[Dataset entries]
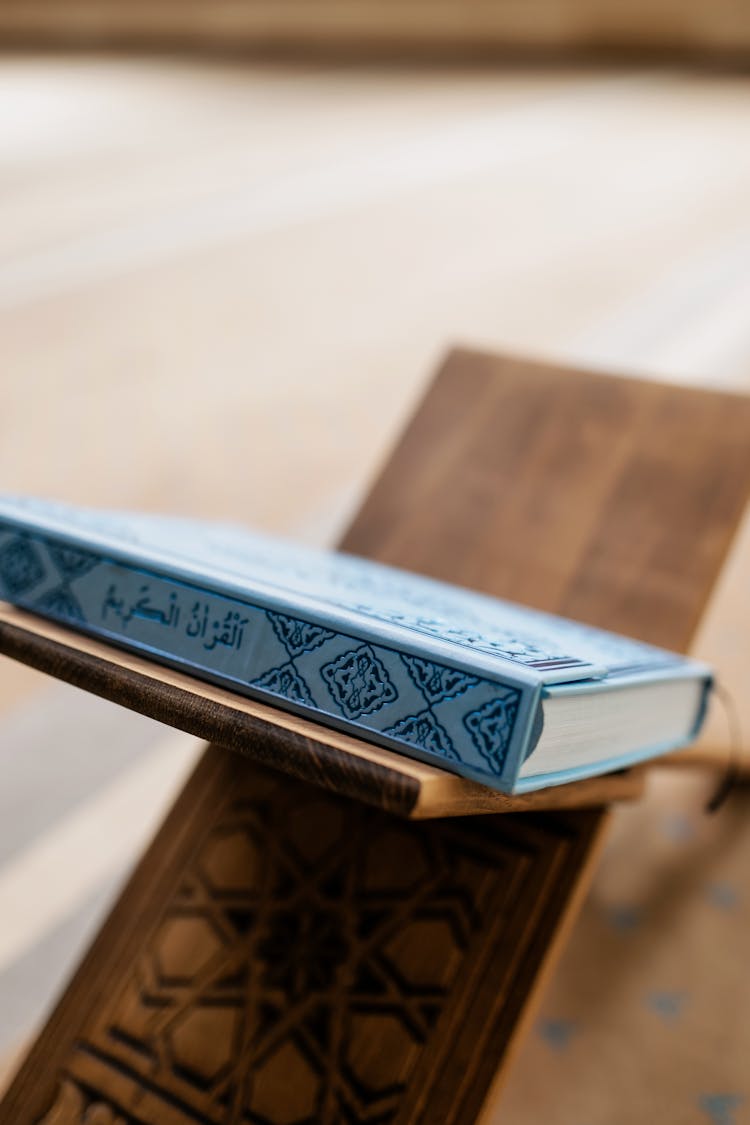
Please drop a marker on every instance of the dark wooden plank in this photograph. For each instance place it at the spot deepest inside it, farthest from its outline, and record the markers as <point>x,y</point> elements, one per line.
<point>286,955</point>
<point>608,500</point>
<point>300,747</point>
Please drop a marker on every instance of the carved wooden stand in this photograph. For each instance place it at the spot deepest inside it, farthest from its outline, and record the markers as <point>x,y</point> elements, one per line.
<point>283,952</point>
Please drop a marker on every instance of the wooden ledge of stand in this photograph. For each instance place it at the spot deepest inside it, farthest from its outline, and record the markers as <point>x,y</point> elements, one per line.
<point>307,750</point>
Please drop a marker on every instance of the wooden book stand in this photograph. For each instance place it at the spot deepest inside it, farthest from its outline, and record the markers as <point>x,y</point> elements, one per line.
<point>289,953</point>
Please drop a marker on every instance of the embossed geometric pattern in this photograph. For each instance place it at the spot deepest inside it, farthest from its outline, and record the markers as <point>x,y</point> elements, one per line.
<point>61,603</point>
<point>20,566</point>
<point>306,955</point>
<point>71,561</point>
<point>424,730</point>
<point>388,695</point>
<point>490,727</point>
<point>435,681</point>
<point>359,682</point>
<point>287,683</point>
<point>298,636</point>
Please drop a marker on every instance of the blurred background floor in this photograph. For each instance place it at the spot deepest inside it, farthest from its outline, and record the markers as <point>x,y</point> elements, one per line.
<point>223,287</point>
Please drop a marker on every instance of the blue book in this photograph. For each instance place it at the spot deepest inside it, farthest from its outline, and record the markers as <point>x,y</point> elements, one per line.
<point>497,692</point>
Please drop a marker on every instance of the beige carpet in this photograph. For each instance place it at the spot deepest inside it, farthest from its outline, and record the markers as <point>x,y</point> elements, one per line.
<point>222,289</point>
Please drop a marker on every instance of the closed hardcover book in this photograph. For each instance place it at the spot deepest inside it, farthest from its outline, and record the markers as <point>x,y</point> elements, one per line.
<point>498,692</point>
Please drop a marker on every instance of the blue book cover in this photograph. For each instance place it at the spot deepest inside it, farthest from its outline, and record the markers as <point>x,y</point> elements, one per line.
<point>498,692</point>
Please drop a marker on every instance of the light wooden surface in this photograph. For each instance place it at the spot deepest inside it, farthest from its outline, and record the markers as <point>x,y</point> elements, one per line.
<point>301,747</point>
<point>170,226</point>
<point>314,948</point>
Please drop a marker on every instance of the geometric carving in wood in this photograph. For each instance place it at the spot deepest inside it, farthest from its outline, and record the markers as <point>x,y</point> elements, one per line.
<point>312,956</point>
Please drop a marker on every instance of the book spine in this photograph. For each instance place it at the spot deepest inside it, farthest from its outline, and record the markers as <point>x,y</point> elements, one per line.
<point>466,722</point>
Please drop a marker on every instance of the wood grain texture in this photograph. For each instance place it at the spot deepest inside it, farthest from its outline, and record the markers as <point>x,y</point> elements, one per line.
<point>444,27</point>
<point>297,746</point>
<point>283,955</point>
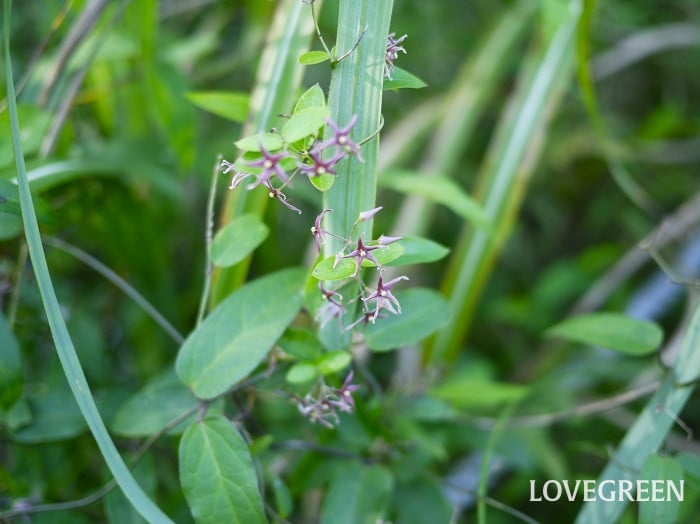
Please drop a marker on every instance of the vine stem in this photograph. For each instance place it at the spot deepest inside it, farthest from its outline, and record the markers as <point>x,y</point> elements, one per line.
<point>208,236</point>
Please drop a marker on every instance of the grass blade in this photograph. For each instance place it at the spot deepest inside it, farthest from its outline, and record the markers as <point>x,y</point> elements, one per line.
<point>64,344</point>
<point>462,108</point>
<point>279,76</point>
<point>650,429</point>
<point>502,181</point>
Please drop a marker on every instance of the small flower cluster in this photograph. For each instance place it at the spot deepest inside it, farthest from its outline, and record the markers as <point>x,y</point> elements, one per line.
<point>374,300</point>
<point>270,167</point>
<point>321,408</point>
<point>393,47</point>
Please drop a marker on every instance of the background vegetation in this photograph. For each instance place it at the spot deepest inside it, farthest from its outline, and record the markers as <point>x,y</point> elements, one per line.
<point>120,156</point>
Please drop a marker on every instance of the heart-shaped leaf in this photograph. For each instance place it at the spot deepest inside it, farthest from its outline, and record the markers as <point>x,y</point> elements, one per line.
<point>237,335</point>
<point>423,311</point>
<point>612,331</point>
<point>217,474</point>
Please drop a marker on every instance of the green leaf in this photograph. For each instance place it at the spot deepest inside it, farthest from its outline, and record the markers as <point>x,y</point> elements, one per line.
<point>358,494</point>
<point>283,499</point>
<point>55,417</point>
<point>11,378</point>
<point>237,335</point>
<point>418,250</point>
<point>217,474</point>
<point>36,124</point>
<point>323,182</point>
<point>301,343</point>
<point>270,141</point>
<point>334,361</point>
<point>117,507</point>
<point>423,311</point>
<point>421,501</point>
<point>466,391</point>
<point>401,79</point>
<point>690,463</point>
<point>10,225</point>
<point>301,373</point>
<point>304,123</point>
<point>439,190</point>
<point>10,211</point>
<point>229,105</point>
<point>237,239</point>
<point>313,57</point>
<point>150,409</point>
<point>612,331</point>
<point>661,504</point>
<point>70,362</point>
<point>313,97</point>
<point>345,267</point>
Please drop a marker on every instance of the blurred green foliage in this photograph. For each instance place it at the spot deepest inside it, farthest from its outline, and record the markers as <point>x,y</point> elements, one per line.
<point>126,180</point>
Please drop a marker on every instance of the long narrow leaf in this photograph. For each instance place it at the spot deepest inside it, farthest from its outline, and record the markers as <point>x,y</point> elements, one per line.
<point>356,89</point>
<point>650,429</point>
<point>64,344</point>
<point>278,77</point>
<point>503,179</point>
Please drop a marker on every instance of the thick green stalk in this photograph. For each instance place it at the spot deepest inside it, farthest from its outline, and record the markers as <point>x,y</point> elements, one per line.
<point>502,181</point>
<point>277,83</point>
<point>64,345</point>
<point>356,88</point>
<point>651,428</point>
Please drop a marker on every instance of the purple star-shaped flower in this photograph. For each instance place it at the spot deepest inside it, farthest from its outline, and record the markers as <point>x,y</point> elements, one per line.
<point>345,402</point>
<point>331,308</point>
<point>320,167</point>
<point>341,139</point>
<point>360,253</point>
<point>393,47</point>
<point>281,197</point>
<point>384,298</point>
<point>317,231</point>
<point>270,164</point>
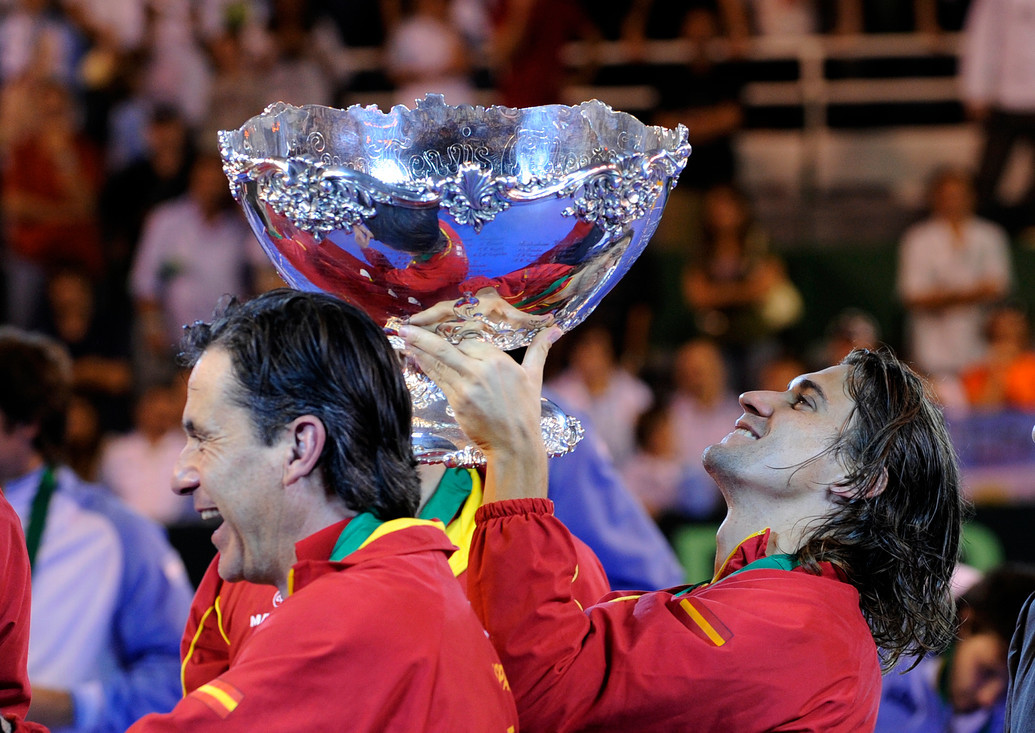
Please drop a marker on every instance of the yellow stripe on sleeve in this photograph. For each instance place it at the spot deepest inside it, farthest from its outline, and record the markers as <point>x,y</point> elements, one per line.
<point>709,631</point>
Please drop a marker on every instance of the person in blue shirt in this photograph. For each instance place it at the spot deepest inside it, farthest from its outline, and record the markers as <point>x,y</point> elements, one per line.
<point>110,595</point>
<point>591,498</point>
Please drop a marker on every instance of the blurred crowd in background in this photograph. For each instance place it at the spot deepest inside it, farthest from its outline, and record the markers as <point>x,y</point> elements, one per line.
<point>117,227</point>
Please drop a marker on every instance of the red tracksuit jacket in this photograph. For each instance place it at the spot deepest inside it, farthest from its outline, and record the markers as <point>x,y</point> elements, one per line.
<point>761,650</point>
<point>381,641</point>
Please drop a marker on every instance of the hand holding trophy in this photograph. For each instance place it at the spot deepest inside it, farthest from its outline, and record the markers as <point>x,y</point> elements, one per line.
<point>490,223</point>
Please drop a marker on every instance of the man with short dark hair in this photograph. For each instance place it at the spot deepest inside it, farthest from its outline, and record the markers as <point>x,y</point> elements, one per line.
<point>836,553</point>
<point>110,594</point>
<point>298,438</point>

## What is required
Could you set down every entry above exactly as it stands, with no images?

## Exercise output
Please drop a marker on every instance of the dark wooden plank in this photograph. For each instance place it at the spot deepest inside it, farthest from its outline, and record the markers as <point>x,y</point> elements, one per line.
<point>286,955</point>
<point>608,500</point>
<point>300,747</point>
Please drop a marker on every instance of the carved wooden stand in this photograph. For each instance place it at the spot deepest inside it, farthest from its outline, and record the markers as <point>x,y</point> elements, one per line.
<point>283,952</point>
Please drop a marker on every instance of the wooden ledge of stand in this photograph. For each instance place it at the spot deepest inside it, farthest from its outline, and record the markers as <point>x,y</point> elements, one per line.
<point>307,750</point>
Please drop a marker on every instance of the wooden book stand in this photograph. For each instance place it at the spot deepest inside it, farthest from its outline, and record the markers as <point>x,y</point> elements, one per line.
<point>289,953</point>
Please drop a marker on every instance of the embossed geometric pattern in this photograph. For each instance place it at the spot deepest inside it, farthest from its outline, and record the markers as <point>x,y</point> elements, one per line.
<point>61,603</point>
<point>20,566</point>
<point>306,955</point>
<point>71,561</point>
<point>424,730</point>
<point>388,695</point>
<point>490,727</point>
<point>435,681</point>
<point>359,682</point>
<point>287,683</point>
<point>298,636</point>
Please drop a marker on every instance of the blurred background floor in this photograph. For each instance place it at the spot deepest inside it, farthest from its outline, and record the markers as <point>x,y</point> elements, one per line.
<point>223,287</point>
Please drop a marker on every instance of the blue book in this photograph. For each instance place it at the spot deepest inside it, farthest from its outline, and record the markers as <point>x,y</point> elements, one per line.
<point>497,692</point>
Please drop a marker on every instance of the beige carpet in this photograph. For each instance place it at the spot deepest inside it, farthest from its outline, and record the markers as <point>x,y</point> elements, one per line.
<point>222,289</point>
Please drop a marker on every instance of the closed hardcover book in this photograph. For each instance place it at the spot deepest inside it, farthest from its outline, and record the markers as <point>x,y</point> elements, one per line.
<point>498,692</point>
Please drop a marker on every instance of the blue book cover in this photograph. For each instance place it at the spot deepest inside it, farthest from its outline, and record the markers as <point>x,y</point> elements, one per line.
<point>498,692</point>
Please drop a marker on every instance of the light wooden surface in this photograph. For each instance place it at the spot deepest inside it, farthest from its outline, and record the markers as <point>x,y</point> elements, one per line.
<point>301,747</point>
<point>170,226</point>
<point>314,948</point>
Please drop a marker on every instance of the geometric carving in wood in this photograph. For each instance place it at the spot deepest inside it, farthest from its outline, and record the markers as <point>x,y</point> elements, one per line.
<point>312,956</point>
Please drop a marker on every instance of the book spine in this photograph. For each instance place it at the spot deepest inside it, farthest from its outline, and record the markers as <point>x,y</point> elements, one per line.
<point>466,722</point>
Please drop a marker on every instance of the wood grain texture in this photograph. For each instance place it at the spot deepest inside it, farthest from its outline, and record the markers as <point>x,y</point> elements, one per line.
<point>444,27</point>
<point>297,746</point>
<point>283,955</point>
Please drop a marker on every instance of the vine stem in this photograph. For each instance place it at the spot deepest inside it, farthest from its outline, and record the markers as <point>x,y</point> elements, one per line.
<point>208,236</point>
Please drop a marker on every instance of the grass blade in this photograph. For each instance place it at the spot deepest inside it, farthest from its outline, and record the markers as <point>x,y</point> elements, one per line.
<point>64,344</point>
<point>462,108</point>
<point>279,76</point>
<point>650,429</point>
<point>502,181</point>
Please drop a marker on every instance of the small flower cluster in this photograph. For each instance place it at the spot deepest inside it, farthest from its outline, and record the markers as <point>x,y</point> elements, one per line.
<point>374,300</point>
<point>270,167</point>
<point>321,408</point>
<point>393,47</point>
Please drop a marker on every instance of the background vegetation in this photograph. For each instance place it at the spot deepest inside it, farthest from its outline, and record the markers as <point>x,y</point> elements, one per line.
<point>120,156</point>
Please drop a marker on every instance of the heart-shaped leaf in this photograph. For each instance place it at the spot deepest inside it, farthest from its outline, and record the markers as <point>x,y</point> elements, one per line.
<point>237,335</point>
<point>423,311</point>
<point>612,331</point>
<point>217,474</point>
Please drop a marker on every instance of the green leaf in this photograph. For each instance place it at the spot deepest inside it, farthest from its outline, and record the markers as <point>x,y</point> elements, one per line.
<point>358,494</point>
<point>283,499</point>
<point>55,417</point>
<point>11,378</point>
<point>237,335</point>
<point>418,250</point>
<point>217,474</point>
<point>36,124</point>
<point>323,182</point>
<point>301,343</point>
<point>270,141</point>
<point>334,361</point>
<point>117,507</point>
<point>423,311</point>
<point>421,501</point>
<point>466,391</point>
<point>401,79</point>
<point>690,463</point>
<point>10,225</point>
<point>301,373</point>
<point>304,123</point>
<point>439,190</point>
<point>10,211</point>
<point>229,105</point>
<point>237,239</point>
<point>313,57</point>
<point>150,409</point>
<point>612,331</point>
<point>661,504</point>
<point>70,362</point>
<point>313,97</point>
<point>345,267</point>
Please drop a marker on every instance of the blurred green foliage in this photograph. For each instance place it at the spot deepest inside it, farthest from its outline, and record the markers as <point>x,y</point> elements, one per line.
<point>126,180</point>
Please drop a marker on every instance of the long narrow leaf in this photograph. For each instance place it at the spot deepest inside it, farthest from its outline, and record the markers as <point>x,y</point> elements, one per line.
<point>356,89</point>
<point>650,429</point>
<point>64,344</point>
<point>278,77</point>
<point>503,179</point>
Please drop a marker on every instance of the thick green stalk in this photograph. For each instance place it at the spot deepest inside it, farthest from its outline, and record the markers as <point>x,y</point> elements, one per line.
<point>502,181</point>
<point>277,83</point>
<point>64,345</point>
<point>356,88</point>
<point>651,428</point>
Please drop a marker on every instance of the purple star-shaped flower in this photograph. For each instance place it at the spot deepest inside it, farthest from its outline, and record the markers as <point>x,y</point> elements, one per line.
<point>345,402</point>
<point>331,308</point>
<point>320,167</point>
<point>341,139</point>
<point>360,253</point>
<point>393,47</point>
<point>281,197</point>
<point>384,298</point>
<point>317,231</point>
<point>270,164</point>
Please drop a marker on every instance of the yellow stripe on sleeve in this photograph. For each instance place it at the spot deepest inside it, farthest from its outline, and record the markers as <point>x,y</point> elements, one per line.
<point>709,631</point>
Please drop a marker on every instance of the person in blue shirt in this photograph. For each instance place it at the spot deepest inside it, farthest from its outline, and record the markers as <point>x,y</point> elements, one per line.
<point>110,595</point>
<point>591,498</point>
Please drop a marker on every instance of the blurred crowd in background in this photograph. For each instance place it at the spot deepest inside it, farthest from its outline, and record the markers as <point>x,y</point> elements, one per line.
<point>117,227</point>
Please drop a marker on every instance of the red tracksuit jacket in this photograph. For each instance place it at the spot deepest inside it, farthest from its outline, and record the markers as <point>x,y</point> elements, one per line.
<point>761,650</point>
<point>381,641</point>
Please drop a marker on every instance of the hand holding trophy in this photograph. For each instance place it at the spot deepest inside it, farthest from its outline, and record the markers as <point>x,y</point> elements, one per line.
<point>490,223</point>
Please drop a marker on every instance of the man with short dark hair in this photograph. For each instance place it at the spot deepest inside it, farthest from its outline, and record the markers as <point>x,y</point> elements, one per line.
<point>836,553</point>
<point>110,594</point>
<point>298,438</point>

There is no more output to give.